A Full Guide to Data Warehouse Design

Data Warehouse Design Guide - ScienceSoft

ScienceSoft has been rendering data warehousing services since 2005.

Data warehouse design: the essence

A data warehouse provides for the integration of data from heterogeneous and distributed data sources and its structuring and storing for analytical querying and reporting. Data warehouse design is the first step in implementing a DWH solution, and it focuses on creating the architecture of a DWH system.

Data warehouse solution architecture

A typical DWH architecture includes:

Data source layer

– internal and external data sources (ERP, CRM, sensor devices, social media, public databases, etc.) providing data fed into the DWH.

Staging area

– a temporary repository where records from data source systems undergo consolidation and processing before loading into the storage area. The staging area may be absent when data transformation goes in the target database (DWH/data marts).

Data storage layer

– hosting a DWH database permanent data storage that keeps slightly and highly structured data, and data marts – data warehouse subsets providing information for reporting and analysis for a company’s specific business line, department, or team.

_SUPPLIED INFORMATION_.
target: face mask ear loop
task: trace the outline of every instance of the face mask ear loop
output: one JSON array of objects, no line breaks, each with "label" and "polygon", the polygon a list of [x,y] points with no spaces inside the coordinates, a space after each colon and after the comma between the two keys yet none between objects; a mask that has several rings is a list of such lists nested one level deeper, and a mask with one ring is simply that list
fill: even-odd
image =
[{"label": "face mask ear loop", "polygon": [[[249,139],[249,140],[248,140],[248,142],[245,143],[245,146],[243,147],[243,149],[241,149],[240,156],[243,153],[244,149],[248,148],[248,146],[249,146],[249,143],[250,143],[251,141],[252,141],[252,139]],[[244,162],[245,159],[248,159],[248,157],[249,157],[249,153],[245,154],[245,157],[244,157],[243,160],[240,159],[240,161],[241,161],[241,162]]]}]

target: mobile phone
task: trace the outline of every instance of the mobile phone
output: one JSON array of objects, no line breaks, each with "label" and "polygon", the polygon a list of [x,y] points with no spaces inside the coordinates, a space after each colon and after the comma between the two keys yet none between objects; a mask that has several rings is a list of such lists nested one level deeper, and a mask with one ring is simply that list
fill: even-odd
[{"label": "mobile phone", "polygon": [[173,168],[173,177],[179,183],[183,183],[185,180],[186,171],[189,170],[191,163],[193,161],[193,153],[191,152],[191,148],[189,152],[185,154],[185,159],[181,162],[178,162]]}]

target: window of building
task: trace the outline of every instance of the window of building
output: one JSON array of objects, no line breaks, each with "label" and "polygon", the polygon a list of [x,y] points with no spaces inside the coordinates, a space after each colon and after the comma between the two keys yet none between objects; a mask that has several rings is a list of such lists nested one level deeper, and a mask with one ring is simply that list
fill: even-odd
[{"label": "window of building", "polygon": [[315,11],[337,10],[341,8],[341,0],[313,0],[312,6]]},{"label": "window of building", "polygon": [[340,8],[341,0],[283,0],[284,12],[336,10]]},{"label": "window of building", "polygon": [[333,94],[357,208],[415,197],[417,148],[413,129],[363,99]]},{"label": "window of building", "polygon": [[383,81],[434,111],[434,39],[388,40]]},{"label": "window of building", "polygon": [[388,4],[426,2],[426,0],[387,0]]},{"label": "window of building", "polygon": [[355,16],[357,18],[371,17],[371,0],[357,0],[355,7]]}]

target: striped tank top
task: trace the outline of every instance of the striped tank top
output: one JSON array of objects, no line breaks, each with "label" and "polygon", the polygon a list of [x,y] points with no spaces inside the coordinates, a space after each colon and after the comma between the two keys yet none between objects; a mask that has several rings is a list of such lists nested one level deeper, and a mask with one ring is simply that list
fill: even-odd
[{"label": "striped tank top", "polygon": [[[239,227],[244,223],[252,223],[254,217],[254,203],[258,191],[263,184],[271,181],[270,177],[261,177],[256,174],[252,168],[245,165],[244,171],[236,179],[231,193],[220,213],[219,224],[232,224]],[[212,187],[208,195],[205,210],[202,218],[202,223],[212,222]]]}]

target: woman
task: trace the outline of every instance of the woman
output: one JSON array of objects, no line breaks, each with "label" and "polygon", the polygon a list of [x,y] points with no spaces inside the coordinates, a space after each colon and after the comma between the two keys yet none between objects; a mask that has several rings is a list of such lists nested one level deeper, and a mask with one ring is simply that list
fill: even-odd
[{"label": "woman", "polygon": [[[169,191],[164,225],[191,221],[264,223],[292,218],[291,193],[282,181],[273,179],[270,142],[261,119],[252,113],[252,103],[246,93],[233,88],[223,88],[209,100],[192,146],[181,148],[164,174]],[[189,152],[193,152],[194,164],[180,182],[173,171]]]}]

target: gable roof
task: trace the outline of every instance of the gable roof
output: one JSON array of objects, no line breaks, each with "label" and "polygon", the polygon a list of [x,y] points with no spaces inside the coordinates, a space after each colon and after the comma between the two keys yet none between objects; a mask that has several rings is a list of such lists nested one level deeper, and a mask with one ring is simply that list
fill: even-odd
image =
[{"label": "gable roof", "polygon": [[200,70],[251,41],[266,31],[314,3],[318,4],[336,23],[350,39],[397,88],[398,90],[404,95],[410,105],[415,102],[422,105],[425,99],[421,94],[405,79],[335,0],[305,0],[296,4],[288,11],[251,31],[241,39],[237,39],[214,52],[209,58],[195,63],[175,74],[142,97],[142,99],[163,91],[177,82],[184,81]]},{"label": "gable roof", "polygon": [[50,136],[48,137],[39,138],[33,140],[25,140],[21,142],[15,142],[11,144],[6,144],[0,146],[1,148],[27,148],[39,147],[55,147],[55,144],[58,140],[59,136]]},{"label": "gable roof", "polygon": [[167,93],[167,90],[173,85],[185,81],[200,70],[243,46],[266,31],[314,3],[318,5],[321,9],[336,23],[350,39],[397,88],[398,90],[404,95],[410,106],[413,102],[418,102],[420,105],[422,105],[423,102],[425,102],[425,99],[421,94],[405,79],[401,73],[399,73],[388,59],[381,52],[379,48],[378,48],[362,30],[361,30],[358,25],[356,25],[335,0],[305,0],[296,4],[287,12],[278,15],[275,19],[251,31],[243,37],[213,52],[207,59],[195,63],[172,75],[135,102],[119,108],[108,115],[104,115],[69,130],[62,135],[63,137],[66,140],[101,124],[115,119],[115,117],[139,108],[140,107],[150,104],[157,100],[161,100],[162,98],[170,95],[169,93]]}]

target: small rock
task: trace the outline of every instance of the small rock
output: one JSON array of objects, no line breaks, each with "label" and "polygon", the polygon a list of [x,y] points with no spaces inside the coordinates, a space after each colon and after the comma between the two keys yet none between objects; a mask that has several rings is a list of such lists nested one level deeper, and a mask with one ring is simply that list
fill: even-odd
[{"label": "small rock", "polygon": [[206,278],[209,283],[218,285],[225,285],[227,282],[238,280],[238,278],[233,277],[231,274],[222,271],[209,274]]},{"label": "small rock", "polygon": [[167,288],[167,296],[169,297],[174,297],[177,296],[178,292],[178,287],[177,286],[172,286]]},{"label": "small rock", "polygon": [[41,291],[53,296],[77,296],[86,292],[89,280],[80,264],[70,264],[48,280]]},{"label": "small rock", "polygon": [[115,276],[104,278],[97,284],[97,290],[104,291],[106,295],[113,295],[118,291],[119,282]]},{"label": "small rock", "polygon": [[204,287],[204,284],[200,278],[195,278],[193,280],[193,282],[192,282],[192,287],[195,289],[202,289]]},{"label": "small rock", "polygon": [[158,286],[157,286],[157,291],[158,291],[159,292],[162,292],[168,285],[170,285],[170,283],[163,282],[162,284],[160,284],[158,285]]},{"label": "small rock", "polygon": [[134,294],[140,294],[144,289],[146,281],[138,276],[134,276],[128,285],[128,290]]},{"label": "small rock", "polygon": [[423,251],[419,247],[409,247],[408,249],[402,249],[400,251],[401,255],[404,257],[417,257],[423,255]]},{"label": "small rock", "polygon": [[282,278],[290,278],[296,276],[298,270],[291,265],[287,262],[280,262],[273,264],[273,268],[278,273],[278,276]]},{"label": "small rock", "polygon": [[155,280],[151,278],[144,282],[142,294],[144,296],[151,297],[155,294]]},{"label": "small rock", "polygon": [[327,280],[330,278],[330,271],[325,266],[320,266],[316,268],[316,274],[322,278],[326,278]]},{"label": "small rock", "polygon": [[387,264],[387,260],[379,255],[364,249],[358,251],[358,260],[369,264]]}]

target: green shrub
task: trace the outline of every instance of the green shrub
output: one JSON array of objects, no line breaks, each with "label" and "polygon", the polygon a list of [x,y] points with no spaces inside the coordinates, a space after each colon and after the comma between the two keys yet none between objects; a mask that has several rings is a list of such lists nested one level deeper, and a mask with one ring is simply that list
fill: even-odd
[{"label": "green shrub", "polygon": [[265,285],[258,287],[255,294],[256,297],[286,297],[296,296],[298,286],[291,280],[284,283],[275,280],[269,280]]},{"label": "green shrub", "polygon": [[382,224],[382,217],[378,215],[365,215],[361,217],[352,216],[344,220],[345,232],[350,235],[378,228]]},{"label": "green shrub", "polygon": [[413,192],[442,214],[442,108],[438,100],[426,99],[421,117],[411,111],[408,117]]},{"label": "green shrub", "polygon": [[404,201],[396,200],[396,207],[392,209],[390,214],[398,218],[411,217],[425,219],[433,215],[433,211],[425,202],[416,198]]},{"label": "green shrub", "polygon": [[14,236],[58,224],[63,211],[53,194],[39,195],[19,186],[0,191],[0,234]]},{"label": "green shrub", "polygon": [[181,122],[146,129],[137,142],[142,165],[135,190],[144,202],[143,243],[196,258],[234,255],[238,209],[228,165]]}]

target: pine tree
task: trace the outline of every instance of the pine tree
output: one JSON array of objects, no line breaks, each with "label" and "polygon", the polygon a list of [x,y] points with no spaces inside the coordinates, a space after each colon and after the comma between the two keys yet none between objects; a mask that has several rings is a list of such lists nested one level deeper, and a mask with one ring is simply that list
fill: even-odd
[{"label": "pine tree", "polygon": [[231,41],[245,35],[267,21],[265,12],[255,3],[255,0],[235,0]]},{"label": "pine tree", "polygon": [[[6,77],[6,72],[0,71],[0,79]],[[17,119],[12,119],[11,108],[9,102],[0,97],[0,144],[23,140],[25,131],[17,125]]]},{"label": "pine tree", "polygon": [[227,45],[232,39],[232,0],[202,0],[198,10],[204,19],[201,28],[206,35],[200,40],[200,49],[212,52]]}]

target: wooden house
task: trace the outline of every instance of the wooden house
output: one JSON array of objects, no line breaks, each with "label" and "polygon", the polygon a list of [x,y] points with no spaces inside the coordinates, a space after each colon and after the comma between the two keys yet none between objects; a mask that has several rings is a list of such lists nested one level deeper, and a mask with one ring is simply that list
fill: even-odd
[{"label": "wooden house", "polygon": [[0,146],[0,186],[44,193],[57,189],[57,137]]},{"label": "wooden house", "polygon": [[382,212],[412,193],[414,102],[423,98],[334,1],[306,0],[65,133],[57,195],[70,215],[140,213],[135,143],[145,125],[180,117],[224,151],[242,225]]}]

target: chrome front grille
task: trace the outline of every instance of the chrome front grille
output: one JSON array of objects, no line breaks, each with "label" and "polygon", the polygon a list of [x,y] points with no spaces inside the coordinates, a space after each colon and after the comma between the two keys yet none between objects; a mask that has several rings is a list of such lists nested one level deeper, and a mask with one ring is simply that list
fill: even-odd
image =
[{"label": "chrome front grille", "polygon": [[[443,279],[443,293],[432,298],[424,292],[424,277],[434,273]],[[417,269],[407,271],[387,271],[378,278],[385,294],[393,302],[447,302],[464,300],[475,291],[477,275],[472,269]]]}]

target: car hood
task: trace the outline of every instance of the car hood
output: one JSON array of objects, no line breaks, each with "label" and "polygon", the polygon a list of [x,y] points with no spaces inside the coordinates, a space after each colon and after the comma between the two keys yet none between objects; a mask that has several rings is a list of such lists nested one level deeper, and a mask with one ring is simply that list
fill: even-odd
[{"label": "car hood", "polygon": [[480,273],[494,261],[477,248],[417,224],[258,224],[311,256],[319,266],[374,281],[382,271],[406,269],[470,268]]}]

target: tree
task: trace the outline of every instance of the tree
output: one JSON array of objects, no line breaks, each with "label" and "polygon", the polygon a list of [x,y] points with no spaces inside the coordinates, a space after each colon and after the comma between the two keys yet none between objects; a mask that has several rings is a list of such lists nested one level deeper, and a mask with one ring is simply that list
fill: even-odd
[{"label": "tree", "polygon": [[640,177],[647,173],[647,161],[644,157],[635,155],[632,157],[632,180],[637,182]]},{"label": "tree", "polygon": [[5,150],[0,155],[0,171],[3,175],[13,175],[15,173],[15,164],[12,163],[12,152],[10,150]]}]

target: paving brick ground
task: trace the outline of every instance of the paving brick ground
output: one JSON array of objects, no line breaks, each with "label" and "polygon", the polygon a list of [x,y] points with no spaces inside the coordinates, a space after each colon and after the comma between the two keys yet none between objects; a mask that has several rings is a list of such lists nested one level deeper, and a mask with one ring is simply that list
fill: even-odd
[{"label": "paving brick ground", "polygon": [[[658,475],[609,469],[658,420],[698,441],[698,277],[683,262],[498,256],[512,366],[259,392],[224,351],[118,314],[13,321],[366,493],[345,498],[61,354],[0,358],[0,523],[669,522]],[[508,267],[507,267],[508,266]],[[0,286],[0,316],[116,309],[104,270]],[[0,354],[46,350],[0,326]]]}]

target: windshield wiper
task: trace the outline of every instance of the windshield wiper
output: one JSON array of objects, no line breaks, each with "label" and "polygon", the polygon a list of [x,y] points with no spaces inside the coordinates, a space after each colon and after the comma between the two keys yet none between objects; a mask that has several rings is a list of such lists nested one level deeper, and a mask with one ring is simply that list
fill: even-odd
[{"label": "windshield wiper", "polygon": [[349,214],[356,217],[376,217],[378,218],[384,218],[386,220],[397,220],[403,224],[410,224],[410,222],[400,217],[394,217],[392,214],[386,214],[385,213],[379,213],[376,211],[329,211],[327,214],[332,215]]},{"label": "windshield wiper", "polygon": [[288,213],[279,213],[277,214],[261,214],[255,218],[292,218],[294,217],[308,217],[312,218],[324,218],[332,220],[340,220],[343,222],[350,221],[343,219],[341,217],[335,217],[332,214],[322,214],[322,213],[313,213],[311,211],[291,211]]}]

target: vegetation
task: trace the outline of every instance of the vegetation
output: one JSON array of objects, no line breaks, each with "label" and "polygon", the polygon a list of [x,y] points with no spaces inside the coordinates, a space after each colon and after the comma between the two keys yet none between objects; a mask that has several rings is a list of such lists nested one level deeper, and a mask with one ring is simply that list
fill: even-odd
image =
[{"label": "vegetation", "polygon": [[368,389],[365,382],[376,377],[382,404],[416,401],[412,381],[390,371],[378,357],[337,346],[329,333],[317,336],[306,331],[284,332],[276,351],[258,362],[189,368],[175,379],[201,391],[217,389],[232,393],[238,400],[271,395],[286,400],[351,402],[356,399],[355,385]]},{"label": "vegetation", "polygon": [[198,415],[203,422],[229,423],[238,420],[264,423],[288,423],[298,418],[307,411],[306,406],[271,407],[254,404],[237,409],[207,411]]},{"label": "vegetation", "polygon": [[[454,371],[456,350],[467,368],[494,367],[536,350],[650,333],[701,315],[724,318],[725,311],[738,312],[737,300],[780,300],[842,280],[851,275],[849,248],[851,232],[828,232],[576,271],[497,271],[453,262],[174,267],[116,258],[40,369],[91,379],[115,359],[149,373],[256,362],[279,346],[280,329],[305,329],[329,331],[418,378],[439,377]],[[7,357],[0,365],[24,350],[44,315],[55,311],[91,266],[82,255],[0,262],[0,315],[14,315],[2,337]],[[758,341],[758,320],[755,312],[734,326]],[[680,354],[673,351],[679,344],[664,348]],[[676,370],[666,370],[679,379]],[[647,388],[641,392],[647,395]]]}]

_WORK TO DO_.
Using the data warehouse design guide above, decide whether each statement agrees with it. Answer yes or no for each and quote the words from the guide that decide it.
1. Every DWH architecture includes a staging area.
2. Data marts are subsets of the data warehouse that serve a company’s specific business line, department, or team.
3. Data warehouse design is the first step in implementing a DWH solution.

_SOLUTION TO THIS EXERCISE_.
1. No: "The staging area may be absent when data transformation goes in the target database (DWH/data marts)."
2. Yes: "data marts – data warehouse subsets providing information for reporting and analysis for a company’s specific business line, department, or team."
3. Yes: "Data warehouse design is the first step in implementing a DWH solution"